To do: Copy every one of the following records word for word, leaving each line unchanged.

Data listing:
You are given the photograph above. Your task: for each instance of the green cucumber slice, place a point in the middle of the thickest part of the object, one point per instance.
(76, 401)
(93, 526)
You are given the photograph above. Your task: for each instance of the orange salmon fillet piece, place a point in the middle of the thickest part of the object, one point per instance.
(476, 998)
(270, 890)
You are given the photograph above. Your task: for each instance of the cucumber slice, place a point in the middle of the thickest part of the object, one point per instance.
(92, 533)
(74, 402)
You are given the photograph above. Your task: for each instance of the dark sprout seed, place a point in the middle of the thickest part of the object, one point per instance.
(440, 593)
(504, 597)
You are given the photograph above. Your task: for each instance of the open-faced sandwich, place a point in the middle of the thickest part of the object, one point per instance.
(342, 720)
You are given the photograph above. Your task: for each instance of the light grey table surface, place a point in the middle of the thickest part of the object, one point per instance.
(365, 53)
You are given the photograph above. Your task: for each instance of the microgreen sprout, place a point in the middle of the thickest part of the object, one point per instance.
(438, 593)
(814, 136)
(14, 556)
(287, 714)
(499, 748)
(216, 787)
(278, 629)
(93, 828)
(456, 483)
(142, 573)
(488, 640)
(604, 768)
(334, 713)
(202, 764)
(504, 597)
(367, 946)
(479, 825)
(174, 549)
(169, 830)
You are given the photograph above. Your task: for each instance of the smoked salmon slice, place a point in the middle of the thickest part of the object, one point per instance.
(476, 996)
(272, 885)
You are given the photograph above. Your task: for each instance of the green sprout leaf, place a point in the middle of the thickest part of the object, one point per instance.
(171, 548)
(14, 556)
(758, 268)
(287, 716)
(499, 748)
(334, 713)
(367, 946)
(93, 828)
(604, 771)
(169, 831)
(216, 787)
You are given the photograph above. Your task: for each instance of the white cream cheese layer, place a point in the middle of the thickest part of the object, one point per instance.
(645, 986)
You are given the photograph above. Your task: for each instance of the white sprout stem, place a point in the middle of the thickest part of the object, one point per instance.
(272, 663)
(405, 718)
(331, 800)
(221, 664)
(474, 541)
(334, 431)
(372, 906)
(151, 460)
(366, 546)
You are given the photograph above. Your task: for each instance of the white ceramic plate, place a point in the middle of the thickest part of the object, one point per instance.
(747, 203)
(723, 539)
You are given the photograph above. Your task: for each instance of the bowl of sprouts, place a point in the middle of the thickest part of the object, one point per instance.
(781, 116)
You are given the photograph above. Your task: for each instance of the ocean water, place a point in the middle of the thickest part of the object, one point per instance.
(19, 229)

Problem solution:
You are given the photograph above. Your task: for each instance of the green cucumber slice, place a point in the middle of the thickest part of the object, one point per instance.
(76, 401)
(93, 526)
You are given the photograph above. Your task: for each instance of the orange salmon fillet piece, place a point in the middle of the thickest part of the object, one point per instance.
(476, 998)
(270, 890)
You are given the photograph above. Your task: for each instance of the cucumber slice, place a point in the middle of the thickest part of the object, one point per instance.
(92, 533)
(74, 402)
You are given the photograph above. Your task: for each instance of the dark sprout seed, place a point in the middle of the thickest part of the object, one point per instance.
(440, 593)
(504, 597)
You are given the photograph above. Your task: for each instance of the open-faced sandwich, place a point in the middle of the thickest part of the object, one point per instance.
(342, 720)
You are given the photograph above. Your task: for each instance of the light grey table surface, place a point in the middle of the thickest part of the object, one point per instance.
(365, 53)
You are given the photograph above. Your task: for each instance of the microgreen sprout, place a point in the middle of the thickest part of the object, one point per instance.
(438, 593)
(814, 136)
(14, 556)
(287, 714)
(499, 748)
(216, 787)
(278, 629)
(93, 828)
(456, 483)
(142, 573)
(488, 640)
(604, 768)
(334, 713)
(202, 764)
(504, 597)
(367, 946)
(479, 825)
(174, 549)
(169, 830)
You are given the photograph above. Your task: for each instance of the smoked salmon slice, place a point in the middle of the thickest part of the object, one point per instance.
(476, 996)
(272, 885)
You are given the photograph above. Your task: for each instance of the green sprout leaf, place a point in the middle of the thickest part of the object, one point per instance.
(171, 548)
(14, 556)
(758, 268)
(287, 716)
(499, 748)
(334, 713)
(367, 946)
(93, 828)
(604, 771)
(169, 831)
(216, 787)
You are given the photograph above. Your task: for each instance of the white cream cheese layer, place a point in the middle of the thickest part of the object, one point per instance.
(645, 986)
You are given the photograph above. Your task: for each instance of the white sprout stem, place a point in the middle of the thickest part of the object, one point per instance.
(272, 663)
(405, 718)
(331, 800)
(221, 664)
(474, 541)
(334, 431)
(372, 906)
(151, 460)
(366, 546)
You are given the photograph above. Your task: for each instance of the white ceramic plate, place a point in the middle of the thickest part of the object, one point per instance.
(747, 203)
(723, 539)
You are given the photograph above. Your task: for each instance of the bowl of sprouts, place a point in the middle of the thickest part of the object, one point per instance.
(781, 116)
You are given the photograph above. Your task: for each instance of the ocean water, place a point in the middle of the thickest part of the object, one point per instance.
(19, 229)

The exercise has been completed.